• **Текст для чтения**:
Завершим, наконец, все, что мы из нашего разговора должны вынести. Во-первых — это не опровержение теории. Нам нет никакой разницы, верна эта теория, или не верна, потому что от нее нет ни пользы, ни вреда никому. Мы просто видим ее логику, методику выводов и способ существования, и понимаем, что такому в принципе нельзя верить. Постоянные призывы сесть и раз 20–30 самому нарисовать различные расчетные четырехмерные пространства по Минковскому, и воспроизвести там математические различные модели физического поведения, чтобы убедиться как все это красиво и здорово — действуют слабо. Есть множество любителей раскладывать пасьянсы, но чтобы таким умопомрачительно сложным способом… К тому же, не следует слишком увлекаться этим занятием или отдаваться ему со всей душой. Потому что Минковский, например, как только соединил математически пространство и время в одно целое, так сразу и помер… Пуанкаре, у которого Минковский все это просто бессовестно содрал (о чем ему даже официально на обсуждении его работы было заявлено), тоже после этого совсем недолго прожил. Мы уж как-нибудь…

Как-то, когда Россия в послемарксистский период стала воспарять от восторга «свободой слова», образовалась неприятная дилемма. Свободы слова, наконец-то, дождались, и религию, наконец-то, разрешили, и что же теперь делать с неким фильмом Скорсезе, где кощунственно для верующих и в псевдевангельском стиле показана земная жизнь Иисуса Христа? Верующие возражают против показа его по телевидению, а широкая общественность новой страны расценивает эти возражения верующих как покушение на свободу слова! Устроили (на полном серьезе!) показательный телевизионный судебный процесс, где был прокурор против фильма, адвокат за фильм, судья, истцы и ответчики. Среди требующих запрета на показ был католический священник, и эта комедия стала интересна уже только этим. Потому что впервые в жизни пришлось увидеть хотя бы по телевизору, но живого католического священника, да еще и защищающего Христа, которого католичество в Европе давно принесло в жертву «толерантности». Католик резко, но в очень достойной и светской манере возражал против демонстрации кощунственной кинокартины. Когда его спросили — Вы сами этот фильм видели? — он ответил, что не видел. Так какие у вас основания судить фильм, если вы его не видели? — продолжили вопрос. Этот пожилой мужчина ответил очень правильно — чтобы знать, что пьянство плохо, не обязательно пройти через череду запоев; чтобы знать, что наркотики это плохо, не надо проходить через героиновую зависимость. Если есть цельные и объективные критерии для оценки теории без ее предельного изучения во всех ее суперсложных мелочах, то можно обойтись и данными критериями. Это мы уже не про Скорсезе, как все, конечно же, уже поняли.

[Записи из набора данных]
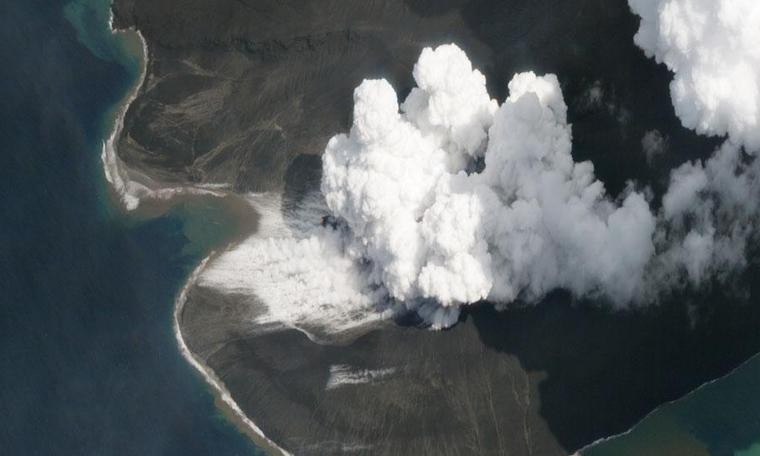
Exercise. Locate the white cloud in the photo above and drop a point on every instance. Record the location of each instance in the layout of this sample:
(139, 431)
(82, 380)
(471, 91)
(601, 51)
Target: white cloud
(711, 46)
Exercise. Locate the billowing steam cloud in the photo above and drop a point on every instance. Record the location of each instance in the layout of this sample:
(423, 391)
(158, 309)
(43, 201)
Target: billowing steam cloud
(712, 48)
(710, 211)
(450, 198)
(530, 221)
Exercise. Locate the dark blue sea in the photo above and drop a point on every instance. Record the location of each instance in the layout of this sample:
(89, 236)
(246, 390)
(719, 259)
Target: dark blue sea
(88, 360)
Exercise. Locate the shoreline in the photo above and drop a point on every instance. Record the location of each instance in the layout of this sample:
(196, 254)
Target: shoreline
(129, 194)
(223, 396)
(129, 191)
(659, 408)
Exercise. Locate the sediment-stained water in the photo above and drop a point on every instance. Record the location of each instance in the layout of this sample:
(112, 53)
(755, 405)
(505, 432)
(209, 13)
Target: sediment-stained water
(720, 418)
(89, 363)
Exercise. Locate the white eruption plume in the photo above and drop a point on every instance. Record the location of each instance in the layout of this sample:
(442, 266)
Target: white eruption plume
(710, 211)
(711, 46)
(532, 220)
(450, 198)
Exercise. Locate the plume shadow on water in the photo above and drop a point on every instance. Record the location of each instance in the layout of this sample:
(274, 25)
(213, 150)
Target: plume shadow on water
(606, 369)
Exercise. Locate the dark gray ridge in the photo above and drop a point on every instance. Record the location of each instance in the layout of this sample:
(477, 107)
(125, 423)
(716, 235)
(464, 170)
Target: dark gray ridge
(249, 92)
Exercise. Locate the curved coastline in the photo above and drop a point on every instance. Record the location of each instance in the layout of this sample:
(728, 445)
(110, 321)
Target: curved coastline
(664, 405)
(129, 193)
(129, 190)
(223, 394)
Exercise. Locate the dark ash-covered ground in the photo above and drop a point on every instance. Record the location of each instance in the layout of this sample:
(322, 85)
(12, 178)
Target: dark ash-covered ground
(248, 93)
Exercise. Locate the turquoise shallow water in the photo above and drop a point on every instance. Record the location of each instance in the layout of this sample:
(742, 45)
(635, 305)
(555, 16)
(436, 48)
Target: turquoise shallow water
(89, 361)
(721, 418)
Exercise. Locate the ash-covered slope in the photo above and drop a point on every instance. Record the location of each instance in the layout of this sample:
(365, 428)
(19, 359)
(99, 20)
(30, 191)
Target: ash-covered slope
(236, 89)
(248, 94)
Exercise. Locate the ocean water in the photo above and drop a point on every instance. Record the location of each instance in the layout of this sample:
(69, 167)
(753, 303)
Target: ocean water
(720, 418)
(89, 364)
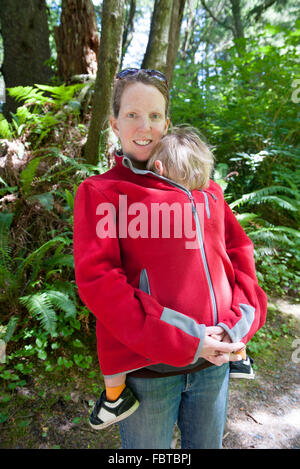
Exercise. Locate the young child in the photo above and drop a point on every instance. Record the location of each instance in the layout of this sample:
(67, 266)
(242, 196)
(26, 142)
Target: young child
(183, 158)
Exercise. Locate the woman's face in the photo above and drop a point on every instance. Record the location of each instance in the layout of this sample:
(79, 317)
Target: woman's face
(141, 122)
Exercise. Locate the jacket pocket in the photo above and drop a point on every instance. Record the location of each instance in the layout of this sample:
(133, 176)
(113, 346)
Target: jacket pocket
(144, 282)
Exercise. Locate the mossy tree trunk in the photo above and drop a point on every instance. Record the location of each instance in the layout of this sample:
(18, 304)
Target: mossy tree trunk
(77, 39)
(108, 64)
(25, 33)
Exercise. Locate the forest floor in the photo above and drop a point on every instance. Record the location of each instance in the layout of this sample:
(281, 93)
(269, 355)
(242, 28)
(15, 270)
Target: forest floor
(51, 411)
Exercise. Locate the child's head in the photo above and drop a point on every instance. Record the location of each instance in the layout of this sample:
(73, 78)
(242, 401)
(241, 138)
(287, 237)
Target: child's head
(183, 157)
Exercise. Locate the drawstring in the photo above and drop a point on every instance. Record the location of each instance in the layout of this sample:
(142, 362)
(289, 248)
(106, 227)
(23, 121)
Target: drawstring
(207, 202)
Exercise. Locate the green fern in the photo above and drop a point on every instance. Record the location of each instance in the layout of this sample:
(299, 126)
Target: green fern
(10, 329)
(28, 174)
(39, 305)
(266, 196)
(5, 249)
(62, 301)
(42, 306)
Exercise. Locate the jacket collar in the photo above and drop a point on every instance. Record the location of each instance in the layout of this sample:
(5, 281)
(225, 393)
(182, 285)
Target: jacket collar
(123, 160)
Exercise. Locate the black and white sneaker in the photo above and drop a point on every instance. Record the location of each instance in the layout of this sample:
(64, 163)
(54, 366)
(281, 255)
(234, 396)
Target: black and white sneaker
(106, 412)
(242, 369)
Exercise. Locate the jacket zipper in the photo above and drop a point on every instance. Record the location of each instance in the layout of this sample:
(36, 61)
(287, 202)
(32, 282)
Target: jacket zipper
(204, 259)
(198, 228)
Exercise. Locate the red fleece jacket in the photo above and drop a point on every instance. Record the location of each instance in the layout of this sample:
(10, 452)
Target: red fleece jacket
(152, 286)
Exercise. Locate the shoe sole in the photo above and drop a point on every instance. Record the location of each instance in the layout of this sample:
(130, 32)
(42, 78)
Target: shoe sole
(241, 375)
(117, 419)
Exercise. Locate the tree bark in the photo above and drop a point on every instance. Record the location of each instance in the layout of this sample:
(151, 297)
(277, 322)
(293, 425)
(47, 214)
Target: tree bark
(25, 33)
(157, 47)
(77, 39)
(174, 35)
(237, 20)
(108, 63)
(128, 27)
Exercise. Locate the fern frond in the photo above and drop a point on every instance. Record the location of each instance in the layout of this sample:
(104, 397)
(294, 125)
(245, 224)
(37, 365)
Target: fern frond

• **Что сделать**:
**A)** Перечислите по тексту для чтения все роли, которые были на показательном телевизионном судебном процессе о фильме Скорсезе.
**B)** В тексте для чтения католический священник не видел фильм. Почему он считал, что всё равно может о нём судить?
**C)** Допишите рассуждение текста для чтения о том, как оценивать теорию без её предельного изучения. Начните сразу после его последнего предложения.

• **Ответы по заданиям**:
**A)** Прокурор против фильма, адвокат за фильм, судья, истцы и ответчики.

**B)** Он пояснил: чтобы знать, что пьянство плохо, не обязательно пройти через череду запоев, а чтобы знать, что наркотики плохо, не надо проходить через героиновую зависимость. То есть для оценки не обязательно испытывать её предмет на себе.

**C)**
Мы про то, что если некоторые люди говорят нам, что они создали теорию на мысленных экспериментах, на логике и на математике, то мы, видя, что эти люди не знают законов логики и не понимают, как работает мысль, можем уже пренебречь их математикой. Поэтому нам и все равно — верно там все математически, или не верно. И нам все равно, будет опровергнута или не будет опровергнута данная теория. В конце концов — пусть будет и не опровергнута. Для нас главное, что природа по-прежнему не прислушивается к ее указаниям и запретам.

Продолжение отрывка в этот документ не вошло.